- _WORK REQUIRED_: Write the records out again, keeping each line exactly as it is.

* * * * *

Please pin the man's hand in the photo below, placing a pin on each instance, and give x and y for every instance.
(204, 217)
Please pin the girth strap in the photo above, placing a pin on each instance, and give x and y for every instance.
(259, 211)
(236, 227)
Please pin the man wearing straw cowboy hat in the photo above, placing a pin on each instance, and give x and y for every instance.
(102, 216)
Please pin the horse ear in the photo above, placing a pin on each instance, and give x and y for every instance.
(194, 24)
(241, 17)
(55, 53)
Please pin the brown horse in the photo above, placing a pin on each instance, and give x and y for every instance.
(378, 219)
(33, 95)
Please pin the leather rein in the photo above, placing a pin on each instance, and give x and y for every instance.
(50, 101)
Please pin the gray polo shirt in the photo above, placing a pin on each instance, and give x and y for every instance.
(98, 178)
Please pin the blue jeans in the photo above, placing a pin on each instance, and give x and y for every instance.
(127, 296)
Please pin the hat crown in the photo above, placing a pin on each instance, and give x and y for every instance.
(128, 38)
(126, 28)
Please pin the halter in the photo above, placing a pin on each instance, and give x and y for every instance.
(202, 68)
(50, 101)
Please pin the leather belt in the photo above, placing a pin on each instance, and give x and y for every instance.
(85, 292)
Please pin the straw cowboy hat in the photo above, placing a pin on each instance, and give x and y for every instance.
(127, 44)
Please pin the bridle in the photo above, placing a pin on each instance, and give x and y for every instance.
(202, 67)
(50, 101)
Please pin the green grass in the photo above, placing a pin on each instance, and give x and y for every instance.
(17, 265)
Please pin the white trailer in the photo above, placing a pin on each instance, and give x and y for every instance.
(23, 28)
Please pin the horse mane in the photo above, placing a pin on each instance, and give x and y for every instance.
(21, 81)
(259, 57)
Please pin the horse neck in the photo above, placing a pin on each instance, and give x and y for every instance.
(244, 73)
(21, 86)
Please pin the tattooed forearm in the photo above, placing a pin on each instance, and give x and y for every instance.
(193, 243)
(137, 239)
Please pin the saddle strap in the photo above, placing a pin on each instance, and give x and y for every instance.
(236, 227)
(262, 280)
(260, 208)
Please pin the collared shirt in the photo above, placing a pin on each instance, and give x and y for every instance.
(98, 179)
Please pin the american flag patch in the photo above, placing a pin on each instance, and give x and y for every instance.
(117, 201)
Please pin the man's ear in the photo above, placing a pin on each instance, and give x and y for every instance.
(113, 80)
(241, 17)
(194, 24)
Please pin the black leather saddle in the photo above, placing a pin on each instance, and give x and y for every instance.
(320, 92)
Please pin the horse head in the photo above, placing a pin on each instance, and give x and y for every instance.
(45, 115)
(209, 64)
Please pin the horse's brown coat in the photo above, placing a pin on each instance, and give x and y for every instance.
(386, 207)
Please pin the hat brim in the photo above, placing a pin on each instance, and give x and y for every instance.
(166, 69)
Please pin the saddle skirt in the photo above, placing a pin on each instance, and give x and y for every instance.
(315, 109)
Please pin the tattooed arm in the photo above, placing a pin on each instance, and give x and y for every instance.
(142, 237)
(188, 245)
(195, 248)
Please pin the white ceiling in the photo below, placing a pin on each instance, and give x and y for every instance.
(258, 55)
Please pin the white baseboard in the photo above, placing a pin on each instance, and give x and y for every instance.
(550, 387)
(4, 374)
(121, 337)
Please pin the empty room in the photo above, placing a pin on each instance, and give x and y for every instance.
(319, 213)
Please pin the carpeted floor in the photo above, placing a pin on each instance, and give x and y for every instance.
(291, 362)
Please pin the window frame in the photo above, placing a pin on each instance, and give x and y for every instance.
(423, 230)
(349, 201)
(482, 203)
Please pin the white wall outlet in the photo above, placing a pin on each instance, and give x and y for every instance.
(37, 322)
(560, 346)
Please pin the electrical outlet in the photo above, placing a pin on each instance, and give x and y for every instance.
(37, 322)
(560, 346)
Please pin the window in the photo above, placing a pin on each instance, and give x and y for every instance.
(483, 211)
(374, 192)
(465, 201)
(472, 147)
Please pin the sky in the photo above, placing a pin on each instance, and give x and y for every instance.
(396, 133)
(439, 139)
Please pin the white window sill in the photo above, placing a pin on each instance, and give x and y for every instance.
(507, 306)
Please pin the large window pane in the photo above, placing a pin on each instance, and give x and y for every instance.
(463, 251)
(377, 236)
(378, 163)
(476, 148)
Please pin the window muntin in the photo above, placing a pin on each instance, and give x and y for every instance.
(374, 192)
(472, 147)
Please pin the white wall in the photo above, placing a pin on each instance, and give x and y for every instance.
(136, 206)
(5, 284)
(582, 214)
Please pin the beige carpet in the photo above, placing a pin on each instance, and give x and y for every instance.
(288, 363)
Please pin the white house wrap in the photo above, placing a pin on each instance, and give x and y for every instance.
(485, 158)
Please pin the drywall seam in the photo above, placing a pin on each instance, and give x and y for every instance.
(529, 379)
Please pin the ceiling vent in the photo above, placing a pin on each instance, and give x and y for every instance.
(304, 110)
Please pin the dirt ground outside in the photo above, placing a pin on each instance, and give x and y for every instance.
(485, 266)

* * * * *

- _ANSWER TO THE EXERCISE_:
Please pin the man's hand in the photo below, placing a pin on each instance, and give x and y for every instance.
(204, 217)
Please pin the girth strap in the photo above, placing a pin on each instance, and give x and y for every instance.
(259, 211)
(236, 227)
Please pin the man wearing straw cowboy hat in the photo above, placing a pin on each instance, and give x and y for every instance.
(102, 216)
Please pin the horse ear in the photo above, placing a pin on each instance, and give x and y for every instance.
(194, 24)
(241, 17)
(55, 53)
Please pin the brown horse in the photo above, placing a pin on each instance, and give x and y for every instance.
(378, 219)
(33, 95)
Please pin the leather rein in the photo above, placing a pin on each instance, and give x and y for every instance.
(50, 101)
Please pin the gray polo shirt in the photo above, placing a pin on each instance, and give x and y for every instance.
(98, 178)
Please pin the blue jeans in the photo above, placing a pin on each instance, and give x and y for every instance.
(127, 296)
Please pin the hat crown in the photo above, placing a pin on each instance, and give x and y for every instance.
(128, 38)
(126, 28)
Please pin the halter in the photo above, placing a pin on each instance, and give x and y for every instance.
(202, 68)
(50, 101)
Please pin the leather belt in the photo above, placing a pin on each instance, and give x and y for every instance.
(85, 292)
Please pin the straw cowboy hat in the photo above, placing a pin on each instance, and give x and y for every instance.
(127, 44)
Please pin the bridle in the photo above, placing a pin on each instance, and give x and y for every instance.
(202, 67)
(50, 101)
Please pin the green grass in the photo above, placing a pin on each instance, and give x and y for every instance.
(17, 265)
Please pin the white trailer in the photo above, placing a pin on each instance, and give x and y for every instance.
(23, 28)
Please pin the horse mane in the photo above, placing a pin on each instance, and give x and y for every instance.
(21, 81)
(259, 57)
Please pin the horse neck in the photo above, placing a pin on each instance, and give x and y for every instance.
(244, 73)
(21, 86)
Please pin the tattooed forearm in the photo above, placing a pin on each instance, and give x and y for every instance.
(193, 243)
(137, 239)
Please pin the saddle strap in the photo above, placing a pin on each instance, and give x and y for every instance.
(236, 227)
(262, 280)
(260, 208)
Please pin the collared shirt in the photo above, placing a pin on each instance, and give x and y for every instance.
(98, 179)
Please pin the american flag patch in the photo above, placing a pin on each instance, and give x and y for every instance.
(117, 201)
Please pin the man's ear in the photo above, placing a pin on each instance, and give x and y for every instance.
(113, 80)
(241, 17)
(194, 24)
Please pin the black leather saddle in the photo above, placing a pin on each instance, and give x and y for every instance.
(320, 92)
Please pin the horse head in the photo above, placing a pin on each instance, and give x and y for every instance.
(45, 115)
(209, 64)
Please pin the horse's brown coat in the photo above, placing a pin on each instance, and give x and y for every instance.
(386, 207)
Please pin the hat brim in the photo above, placing a pin on each instance, and give x and y for every instance.
(166, 69)
Please pin the saddle skirt in the photo above, placing a pin on each instance, and give x and y for every instance.
(315, 109)
Please pin the tattooed arm in the photo above, placing a pin on each instance, and give x and y for every instance.
(142, 237)
(188, 245)
(195, 248)
Please pin the white ceiling in the photo below, placing a pin on each instance, and give x and y for every instance.
(258, 55)
Please pin the white baseboard in the photo above, placing a pin on each instance, and give x and y for every instance.
(550, 387)
(4, 374)
(121, 337)
Please pin the empty room in the photo above, placing a pin on each instance, and give x and y for every instance.
(319, 213)
Please pin the carpeted floor in the photo above, placing a pin on each instance, and give x and y for every instance.
(291, 362)
Please pin the window frame in the photo above, placing a pin on each instance, and give x and y for every instance.
(423, 230)
(349, 201)
(482, 203)
Please pin the white wall outlet in the photo above, placing a pin on each instance, and give x and y for every instance.
(37, 322)
(560, 346)
Please pin the electrical outlet in the photo above, placing a pin on each instance, and give x and y for every instance.
(37, 322)
(560, 346)
Please pin the window in the photo above, placing a pin on each instance, and give x and y for every instance.
(483, 211)
(374, 192)
(465, 201)
(472, 147)
Please pin the sky in the photo above, placing a pin on each instance, and give x and y for every instance.
(396, 133)
(439, 139)
Please pin the white window sill in the photo above, placing a pin on each instance, and give x and y for every instance.
(507, 306)
Please pin the large window pane in the photo above, placing a pin on each instance, and give x and y for every instance.
(463, 251)
(377, 236)
(378, 163)
(476, 148)
Please pin the window muntin in the photo above, placing a pin on each instance, and give x and y for every instance.
(374, 192)
(472, 147)
Please pin the white wall in the photo above, placing a pin on each instance, and give x and y for every instance.
(136, 206)
(5, 284)
(582, 214)
Please pin the beige carpet in the photo above, placing a pin on each instance, and give x and y for every instance.
(288, 363)
Please pin the white house wrap in the photo above, placing a pin on each instance, and give x and y for every instance.
(485, 158)
Please pin the drywall seam in the photo above, placing a pin on each instance, and give x and y for every instance.
(529, 379)
Please pin the ceiling vent in the photo above, placing a pin on each instance, and give x and y for every instance.
(304, 110)
Please pin the dirt ground outside in the photo above, placing a pin on each instance, and give x and y for every instance.
(485, 266)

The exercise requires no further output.